**EXCERTO DO TEXTO**

A nova produção da ópera “Lucia de Lammermoor”, de Donizetti, a estrear esta sexta-feira, 3 de março, em Lisboa, coloca telemóveis e um automóvel no palco do Teatro Nacional S. Carlos.

Nesta produção, sob a direção musical do maestro titular da Orquestra Sinfónica Portuguesa, Antonio Pirolli, e com encenação de Alfonso Romero Mora, estreiam-se a soprano Rita Marques no papel de Lucia, e o tenor Luís Gomes, no de Edgardo, o apaixonado de Lucia.

O restante elenco é composto pelo barítono Gezim Myshketa, no papel de Enrico, irmão de Lucia, o baixo Fabrizio Beggi, no de capelão, o tenor Marco Alves dos Santos, no de Arturo, a meio-soprano Patrícia Quinta, no de Alisa, amiga de Lucia, e o tenor Sérgio Martins no papel de Nornanno, e o coro do Teatro Nacional de S. Carlos.

**OBJETIVOS**
(A) Extrai do texto sobre a ópera o trecho que vai de "O restante elenco" até "de S. Carlos.", sem alterar nada.
(B) Responde a estas perguntas com base no texto sobre a ópera:
(i) Em que dia estreia a nova produção?
(ii) Quem assina a encenação?
(iii) Que papel cabe a Patrícia Quinta?
(C) Prossegue o texto sobre a nova produção de "Lucia de Lammermoor" a partir do ponto em que termina.

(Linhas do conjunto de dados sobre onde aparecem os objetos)
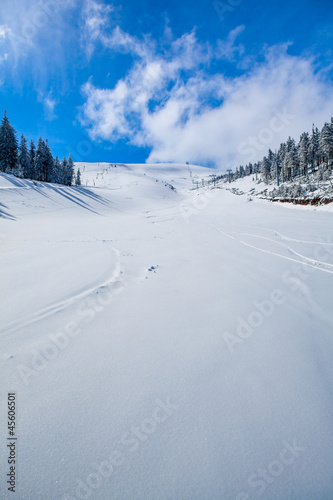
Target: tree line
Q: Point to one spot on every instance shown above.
(31, 162)
(313, 153)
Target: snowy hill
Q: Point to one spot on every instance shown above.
(165, 342)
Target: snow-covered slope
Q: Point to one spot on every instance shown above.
(165, 343)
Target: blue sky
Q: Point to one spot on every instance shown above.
(213, 83)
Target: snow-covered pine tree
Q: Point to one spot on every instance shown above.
(39, 161)
(314, 148)
(8, 146)
(78, 178)
(326, 143)
(303, 153)
(69, 172)
(56, 171)
(32, 153)
(48, 162)
(265, 167)
(291, 158)
(63, 170)
(24, 158)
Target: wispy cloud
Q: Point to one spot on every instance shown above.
(170, 101)
(95, 18)
(49, 102)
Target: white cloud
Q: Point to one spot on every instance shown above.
(4, 31)
(226, 49)
(165, 102)
(94, 21)
(49, 103)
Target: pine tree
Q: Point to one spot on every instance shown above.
(24, 158)
(291, 158)
(265, 167)
(314, 148)
(63, 170)
(78, 178)
(303, 153)
(326, 142)
(69, 172)
(32, 154)
(8, 146)
(56, 171)
(39, 161)
(48, 162)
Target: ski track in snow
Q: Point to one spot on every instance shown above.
(314, 263)
(63, 304)
(291, 250)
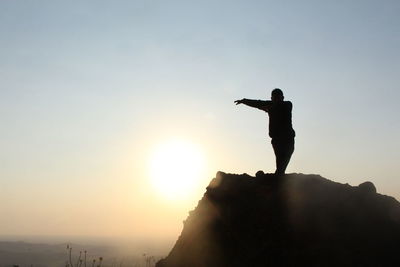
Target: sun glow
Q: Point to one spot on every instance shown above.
(176, 168)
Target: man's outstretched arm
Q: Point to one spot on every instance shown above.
(260, 104)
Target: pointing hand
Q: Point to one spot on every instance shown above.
(237, 102)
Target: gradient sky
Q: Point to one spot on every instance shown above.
(89, 88)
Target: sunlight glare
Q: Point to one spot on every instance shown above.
(176, 168)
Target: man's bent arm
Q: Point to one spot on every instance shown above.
(260, 104)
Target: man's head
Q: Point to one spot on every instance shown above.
(277, 95)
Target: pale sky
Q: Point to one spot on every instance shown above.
(88, 89)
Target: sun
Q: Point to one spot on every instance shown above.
(176, 168)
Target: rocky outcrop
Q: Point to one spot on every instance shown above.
(292, 220)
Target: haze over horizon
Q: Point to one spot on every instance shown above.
(91, 90)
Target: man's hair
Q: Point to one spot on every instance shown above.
(277, 92)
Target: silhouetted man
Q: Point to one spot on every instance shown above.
(280, 126)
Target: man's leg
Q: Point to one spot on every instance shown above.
(283, 150)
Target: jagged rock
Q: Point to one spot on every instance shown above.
(367, 187)
(291, 220)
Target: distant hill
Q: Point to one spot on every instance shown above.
(294, 220)
(44, 255)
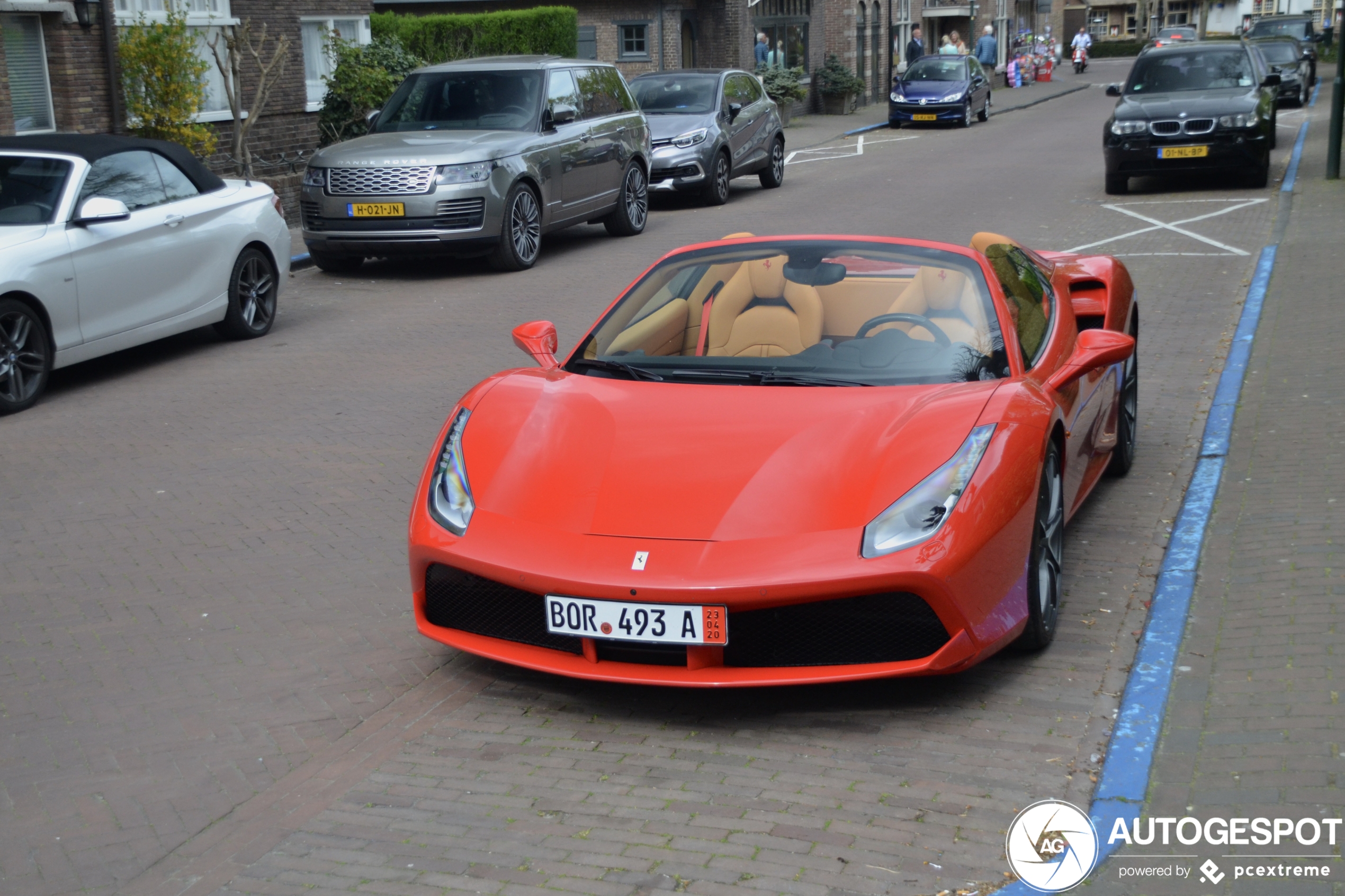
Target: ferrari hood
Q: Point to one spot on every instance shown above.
(706, 463)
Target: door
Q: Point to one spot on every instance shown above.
(136, 271)
(569, 194)
(602, 90)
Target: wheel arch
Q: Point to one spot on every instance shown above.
(41, 311)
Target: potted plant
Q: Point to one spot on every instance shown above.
(783, 86)
(837, 85)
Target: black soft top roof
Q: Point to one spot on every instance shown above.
(95, 147)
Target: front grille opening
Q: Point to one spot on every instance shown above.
(876, 628)
(458, 600)
(651, 655)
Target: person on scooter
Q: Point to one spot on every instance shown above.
(1080, 45)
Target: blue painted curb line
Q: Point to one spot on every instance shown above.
(1292, 173)
(867, 129)
(1130, 755)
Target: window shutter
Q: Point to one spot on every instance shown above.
(30, 94)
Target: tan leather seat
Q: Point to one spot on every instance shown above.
(759, 313)
(950, 301)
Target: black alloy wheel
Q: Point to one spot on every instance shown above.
(521, 231)
(633, 207)
(774, 174)
(24, 356)
(252, 297)
(334, 264)
(718, 186)
(1044, 563)
(1127, 415)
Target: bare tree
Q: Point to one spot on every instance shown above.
(230, 45)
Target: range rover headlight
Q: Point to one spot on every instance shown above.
(450, 496)
(691, 139)
(923, 511)
(472, 174)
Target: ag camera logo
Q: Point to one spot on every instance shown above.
(1052, 845)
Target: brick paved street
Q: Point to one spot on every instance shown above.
(1256, 725)
(212, 680)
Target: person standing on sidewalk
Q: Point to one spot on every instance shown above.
(988, 50)
(915, 49)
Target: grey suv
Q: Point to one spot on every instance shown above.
(482, 158)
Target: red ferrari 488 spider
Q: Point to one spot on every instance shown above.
(785, 460)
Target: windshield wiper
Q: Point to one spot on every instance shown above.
(630, 370)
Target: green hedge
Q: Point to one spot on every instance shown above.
(1113, 49)
(440, 38)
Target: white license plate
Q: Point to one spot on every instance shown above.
(629, 621)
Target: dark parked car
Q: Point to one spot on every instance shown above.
(709, 126)
(1206, 106)
(948, 89)
(1286, 58)
(1296, 26)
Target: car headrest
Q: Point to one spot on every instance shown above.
(767, 276)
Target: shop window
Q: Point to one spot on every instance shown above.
(26, 59)
(634, 41)
(318, 61)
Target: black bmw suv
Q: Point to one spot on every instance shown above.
(1207, 106)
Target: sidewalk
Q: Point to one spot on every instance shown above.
(1254, 723)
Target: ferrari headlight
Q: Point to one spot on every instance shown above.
(450, 495)
(691, 139)
(474, 174)
(922, 511)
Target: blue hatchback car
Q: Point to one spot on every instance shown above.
(940, 89)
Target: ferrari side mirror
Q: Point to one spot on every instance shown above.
(539, 340)
(1092, 350)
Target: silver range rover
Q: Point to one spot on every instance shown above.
(482, 158)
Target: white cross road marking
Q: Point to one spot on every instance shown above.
(1173, 226)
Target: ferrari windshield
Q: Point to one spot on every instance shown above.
(464, 101)
(937, 70)
(1192, 70)
(802, 313)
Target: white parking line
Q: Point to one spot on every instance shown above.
(1173, 226)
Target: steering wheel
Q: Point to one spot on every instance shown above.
(939, 336)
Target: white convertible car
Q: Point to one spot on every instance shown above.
(110, 242)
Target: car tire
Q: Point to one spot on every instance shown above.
(1127, 415)
(521, 231)
(633, 206)
(253, 288)
(718, 185)
(1044, 559)
(337, 264)
(774, 174)
(24, 356)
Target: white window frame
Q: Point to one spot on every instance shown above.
(364, 39)
(46, 80)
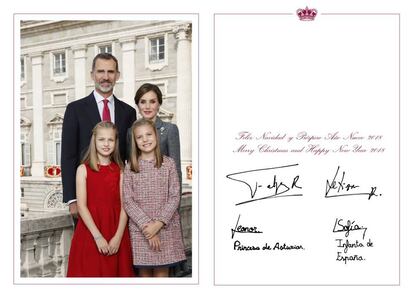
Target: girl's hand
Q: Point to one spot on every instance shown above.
(155, 243)
(152, 228)
(102, 245)
(113, 245)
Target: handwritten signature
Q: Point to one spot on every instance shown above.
(268, 183)
(349, 226)
(338, 187)
(241, 229)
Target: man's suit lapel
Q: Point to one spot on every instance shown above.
(92, 110)
(118, 113)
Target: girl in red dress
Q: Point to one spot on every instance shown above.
(100, 244)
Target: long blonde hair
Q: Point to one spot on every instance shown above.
(91, 155)
(136, 152)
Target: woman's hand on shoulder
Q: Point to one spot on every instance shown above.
(152, 228)
(102, 245)
(113, 245)
(155, 243)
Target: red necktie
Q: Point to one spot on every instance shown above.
(106, 115)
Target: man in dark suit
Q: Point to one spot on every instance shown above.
(83, 114)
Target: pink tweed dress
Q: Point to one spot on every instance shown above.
(154, 194)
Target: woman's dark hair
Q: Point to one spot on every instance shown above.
(145, 88)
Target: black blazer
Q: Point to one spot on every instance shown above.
(80, 118)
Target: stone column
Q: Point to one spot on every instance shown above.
(79, 53)
(38, 162)
(128, 69)
(184, 95)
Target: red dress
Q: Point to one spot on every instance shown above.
(104, 204)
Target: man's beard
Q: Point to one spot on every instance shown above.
(104, 89)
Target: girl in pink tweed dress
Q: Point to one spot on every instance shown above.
(151, 194)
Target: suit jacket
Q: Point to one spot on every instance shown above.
(169, 140)
(80, 118)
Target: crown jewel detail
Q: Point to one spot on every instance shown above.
(306, 14)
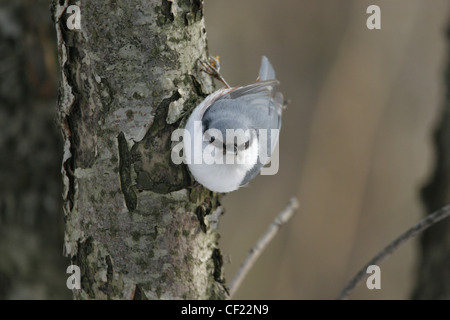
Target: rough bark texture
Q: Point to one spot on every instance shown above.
(434, 265)
(31, 221)
(129, 76)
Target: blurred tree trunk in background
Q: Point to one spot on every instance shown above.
(132, 224)
(434, 265)
(31, 219)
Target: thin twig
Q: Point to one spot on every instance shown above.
(394, 245)
(262, 243)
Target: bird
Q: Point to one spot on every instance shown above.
(230, 136)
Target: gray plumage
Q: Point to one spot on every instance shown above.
(255, 106)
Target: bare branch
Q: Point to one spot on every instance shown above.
(394, 245)
(262, 243)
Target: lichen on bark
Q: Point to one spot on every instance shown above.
(129, 77)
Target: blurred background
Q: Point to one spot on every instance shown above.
(354, 147)
(355, 142)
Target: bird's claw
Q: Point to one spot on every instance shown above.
(212, 67)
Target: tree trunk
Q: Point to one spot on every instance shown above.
(434, 264)
(129, 76)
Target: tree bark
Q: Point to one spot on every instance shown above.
(129, 77)
(434, 264)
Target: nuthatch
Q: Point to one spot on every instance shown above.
(231, 135)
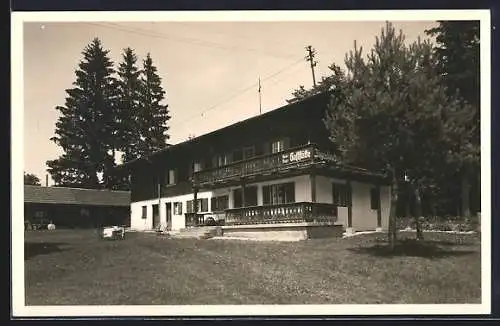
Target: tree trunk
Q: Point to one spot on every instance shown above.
(392, 214)
(465, 209)
(418, 212)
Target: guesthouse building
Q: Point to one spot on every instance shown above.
(272, 171)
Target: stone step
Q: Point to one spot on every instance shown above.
(199, 232)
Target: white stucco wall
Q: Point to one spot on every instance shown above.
(364, 218)
(178, 221)
(302, 193)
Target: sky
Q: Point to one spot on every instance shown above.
(209, 70)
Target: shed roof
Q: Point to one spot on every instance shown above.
(75, 196)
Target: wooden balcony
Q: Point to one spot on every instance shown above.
(294, 158)
(283, 213)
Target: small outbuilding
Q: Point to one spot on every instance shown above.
(75, 207)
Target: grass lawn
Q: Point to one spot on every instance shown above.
(66, 267)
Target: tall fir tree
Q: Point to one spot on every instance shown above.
(85, 128)
(457, 50)
(153, 117)
(129, 105)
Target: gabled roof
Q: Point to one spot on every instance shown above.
(75, 196)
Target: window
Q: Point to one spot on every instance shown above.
(197, 166)
(172, 177)
(375, 198)
(39, 214)
(220, 203)
(237, 155)
(221, 160)
(280, 145)
(250, 197)
(341, 195)
(177, 208)
(202, 205)
(279, 193)
(189, 206)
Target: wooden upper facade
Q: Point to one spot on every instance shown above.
(288, 140)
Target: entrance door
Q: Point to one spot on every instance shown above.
(169, 215)
(156, 216)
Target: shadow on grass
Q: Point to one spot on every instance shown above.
(32, 249)
(412, 248)
(447, 243)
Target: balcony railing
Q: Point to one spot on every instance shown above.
(296, 157)
(282, 213)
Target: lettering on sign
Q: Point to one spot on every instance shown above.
(296, 156)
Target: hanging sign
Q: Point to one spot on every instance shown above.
(322, 156)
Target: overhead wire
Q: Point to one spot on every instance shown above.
(189, 40)
(238, 93)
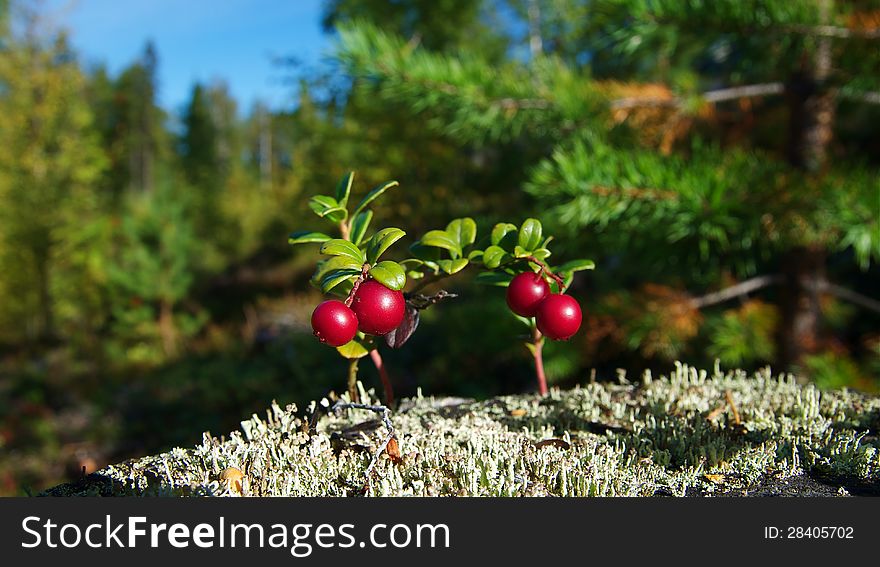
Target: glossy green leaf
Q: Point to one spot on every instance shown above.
(343, 189)
(306, 237)
(493, 256)
(341, 247)
(500, 233)
(359, 225)
(530, 234)
(381, 241)
(501, 279)
(374, 194)
(462, 231)
(327, 207)
(353, 349)
(441, 239)
(453, 266)
(520, 252)
(541, 254)
(335, 277)
(390, 274)
(576, 266)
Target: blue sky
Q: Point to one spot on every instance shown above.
(202, 40)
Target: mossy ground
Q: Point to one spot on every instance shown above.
(690, 433)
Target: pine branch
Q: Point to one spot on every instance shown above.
(734, 291)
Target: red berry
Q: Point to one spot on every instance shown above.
(559, 316)
(526, 292)
(379, 310)
(334, 323)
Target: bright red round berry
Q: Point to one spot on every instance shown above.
(334, 323)
(379, 310)
(559, 316)
(526, 292)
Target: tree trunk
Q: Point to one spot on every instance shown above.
(811, 120)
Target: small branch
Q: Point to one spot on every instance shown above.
(834, 32)
(560, 283)
(352, 380)
(383, 375)
(715, 96)
(538, 353)
(870, 97)
(735, 291)
(385, 412)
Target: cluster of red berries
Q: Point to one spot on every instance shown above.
(558, 316)
(375, 310)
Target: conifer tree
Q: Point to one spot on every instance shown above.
(688, 142)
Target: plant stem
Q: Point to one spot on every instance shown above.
(537, 352)
(383, 374)
(352, 380)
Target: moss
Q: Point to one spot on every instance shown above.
(692, 432)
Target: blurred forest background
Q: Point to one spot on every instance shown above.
(719, 161)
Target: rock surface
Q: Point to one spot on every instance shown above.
(692, 433)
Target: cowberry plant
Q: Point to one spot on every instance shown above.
(368, 304)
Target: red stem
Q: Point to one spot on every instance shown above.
(383, 374)
(538, 342)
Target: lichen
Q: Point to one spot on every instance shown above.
(692, 432)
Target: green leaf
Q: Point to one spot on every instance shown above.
(576, 266)
(530, 234)
(390, 274)
(374, 194)
(463, 231)
(327, 207)
(341, 247)
(343, 189)
(335, 277)
(453, 266)
(441, 239)
(501, 279)
(306, 237)
(493, 256)
(353, 349)
(500, 231)
(381, 241)
(359, 225)
(541, 254)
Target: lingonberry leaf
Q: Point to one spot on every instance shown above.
(342, 247)
(335, 277)
(307, 236)
(359, 225)
(353, 349)
(327, 207)
(493, 256)
(381, 241)
(343, 189)
(501, 279)
(374, 194)
(530, 234)
(463, 231)
(397, 337)
(541, 253)
(453, 266)
(390, 274)
(500, 232)
(442, 239)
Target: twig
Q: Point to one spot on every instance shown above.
(729, 396)
(383, 375)
(385, 412)
(734, 291)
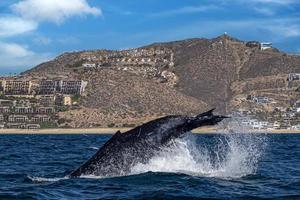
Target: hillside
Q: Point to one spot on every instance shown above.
(181, 77)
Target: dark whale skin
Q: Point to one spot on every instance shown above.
(124, 150)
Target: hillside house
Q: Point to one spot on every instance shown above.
(261, 100)
(265, 45)
(293, 76)
(89, 65)
(4, 109)
(17, 118)
(16, 87)
(40, 118)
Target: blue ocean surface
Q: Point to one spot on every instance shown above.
(221, 166)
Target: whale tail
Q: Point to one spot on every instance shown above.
(207, 113)
(208, 118)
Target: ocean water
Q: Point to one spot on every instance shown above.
(221, 166)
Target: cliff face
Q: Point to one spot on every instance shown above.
(187, 77)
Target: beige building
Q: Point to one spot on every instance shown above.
(16, 87)
(67, 100)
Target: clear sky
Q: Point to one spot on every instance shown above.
(33, 31)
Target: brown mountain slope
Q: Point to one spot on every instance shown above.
(123, 98)
(209, 73)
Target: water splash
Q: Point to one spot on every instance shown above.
(232, 154)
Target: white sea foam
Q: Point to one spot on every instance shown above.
(233, 154)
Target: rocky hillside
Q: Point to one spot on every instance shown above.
(186, 77)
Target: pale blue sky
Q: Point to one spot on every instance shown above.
(32, 31)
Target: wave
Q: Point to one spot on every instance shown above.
(232, 154)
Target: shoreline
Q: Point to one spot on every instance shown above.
(104, 131)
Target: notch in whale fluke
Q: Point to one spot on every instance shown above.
(207, 113)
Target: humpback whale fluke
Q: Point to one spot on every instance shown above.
(138, 145)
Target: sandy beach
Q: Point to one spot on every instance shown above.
(204, 130)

**RESPOSTAS POR TAREFA**
(A)
O restante elenco é composto pelo barítono Gezim Myshketa, no papel de Enrico, irmão de Lucia, o baixo Fabrizio Beggi, no de capelão, o tenor Marco Alves dos Santos, no de Arturo, a meio-soprano Patrícia Quinta, no de Alisa, amiga de Lucia, e o tenor Sérgio Martins no papel de Nornanno, e o coro do Teatro Nacional de S. Carlos.

(B)
(i) Sexta-feira, 3 de março.
(ii) Alfonso Romero Mora.
(iii) O de Alisa, amiga de Lucia.

(C)
Em declarações à agência Lusa, o encenador Alfonso Romero Mora salientou a sua opção de apresentar em palco “dois tempos”, o atual e o da narrativa operática, abrindo a ópera com o cenário de um apartamento de uma jovem, que convive com outros jovens que exercem violência sobre ela.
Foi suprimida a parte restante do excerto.